*TEXTAUSZUG*.
Das Problem sei, dass bei der pädagogischen Arbeit in den Gemeinden zu sehr gespart werde, finanziell und wertschätzend. "Aber Kinder sind nicht erst die Kirche von morgen. Sie sind bereits die Kirche von heute. Sie wollen auf Augenhöhe wahrgenommen und auch beteiligt werden. Das trauen wir Kindern häufig nicht zu."
Auch würden die Gemeindepädagogen heute vermehrt in anderen pfarramtlichen Bereichen eingesetzt und hätten für die jungen Gemeindemitglieder schlicht keine Zeit mehr. "Wir hören viel von den Mitarbeiter:innen, dass sie wenig Unterstützung erhalten, sei es seitens der Kichenvorstände oder von Pfarrer:innen, die keine zeitlichen Ressourcen dafür haben." Die Pfarrstellen würden nicht mehr wie früher besetzt, und es gehe eher um die Verwaltung eines Mangels, als um neue Perspektiven. Hähnel befürchtet: "Wenn wir jetzt nicht aufpassen, verlieren wir die Kinder und die Familien."
Kirche mit Kindern ist vielfältig und bunt
Dabei sei der Kindergottesdienst heute vielfältig und bunt. Im Vergleich zum Gottesdienst vor zehn Jahren halte man es heute kreativ. Der traditionelle Gottesdienst am Sonntagvormittag: Es gibt ihn noch, aber er wird durch ein unglaublich vielfältiges Angebot bereichert. Eine sehr positive Entwicklung, findet die Referentin. "Heute richtet sich das Angebot für Kinder nach den örtlichen Strukturen." Es gäbe nicht mehr nur ein Konzept, vielmehr werde geschaut, was die Menschen vor Ort eigentlich brauchten. "Ein gemeinsamer Gottesdienst kann kreative Impulse haben, man kann aber auch zusammen essen." Statt einen wöchentlichen Gottesdienst zur selben Zeit anzubieten, wird er vielleicht einmal im Monat für mehrere Stunden oder den ganzen Tag angeboten.

*VORLIEGENDE ZEILEN*.

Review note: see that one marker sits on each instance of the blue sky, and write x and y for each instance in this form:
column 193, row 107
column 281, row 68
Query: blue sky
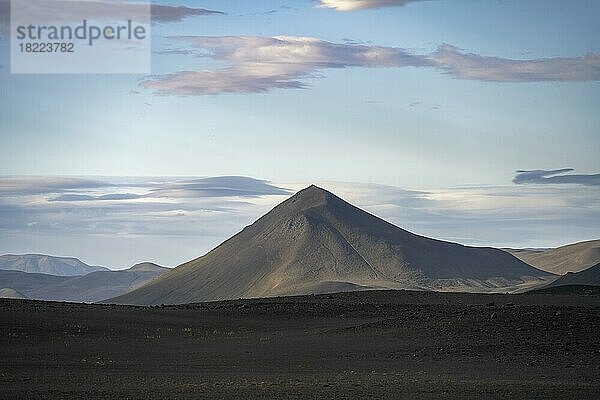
column 441, row 97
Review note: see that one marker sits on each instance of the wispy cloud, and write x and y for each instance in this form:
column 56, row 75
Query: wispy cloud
column 259, row 64
column 477, row 67
column 27, row 185
column 556, row 176
column 71, row 11
column 172, row 220
column 353, row 5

*IHRE AUFGABE*. Zitieren Sie den Textauszug über die kirchliche Arbeit mit Kindern vollständig und wortgetreu. Die Zeilen werden hier nicht gebraucht.

*ANTWORT*.
Das Problem sei, dass bei der pädagogischen Arbeit in den Gemeinden zu sehr gespart werde, finanziell und wertschätzend. "Aber Kinder sind nicht erst die Kirche von morgen. Sie sind bereits die Kirche von heute. Sie wollen auf Augenhöhe wahrgenommen und auch beteiligt werden. Das trauen wir Kindern häufig nicht zu."
Auch würden die Gemeindepädagogen heute vermehrt in anderen pfarramtlichen Bereichen eingesetzt und hätten für die jungen Gemeindemitglieder schlicht keine Zeit mehr. "Wir hören viel von den Mitarbeiter:innen, dass sie wenig Unterstützung erhalten, sei es seitens der Kichenvorstände oder von Pfarrer:innen, die keine zeitlichen Ressourcen dafür haben." Die Pfarrstellen würden nicht mehr wie früher besetzt, und es gehe eher um die Verwaltung eines Mangels, als um neue Perspektiven. Hähnel befürchtet: "Wenn wir jetzt nicht aufpassen, verlieren wir die Kinder und die Familien."
Kirche mit Kindern ist vielfältig und bunt
Dabei sei der Kindergottesdienst heute vielfältig und bunt. Im Vergleich zum Gottesdienst vor zehn Jahren halte man es heute kreativ. Der traditionelle Gottesdienst am Sonntagvormittag: Es gibt ihn noch, aber er wird durch ein unglaublich vielfältiges Angebot bereichert. Eine sehr positive Entwicklung, findet die Referentin. "Heute richtet sich das Angebot für Kinder nach den örtlichen Strukturen." Es gäbe nicht mehr nur ein Konzept, vielmehr werde geschaut, was die Menschen vor Ort eigentlich brauchten. "Ein gemeinsamer Gottesdienst kann kreative Impulse haben, man kann aber auch zusammen essen." Statt einen wöchentlichen Gottesdienst zur selben Zeit anzubieten, wird er vielleicht einmal im Monat für mehrere Stunden oder den ganzen Tag angeboten.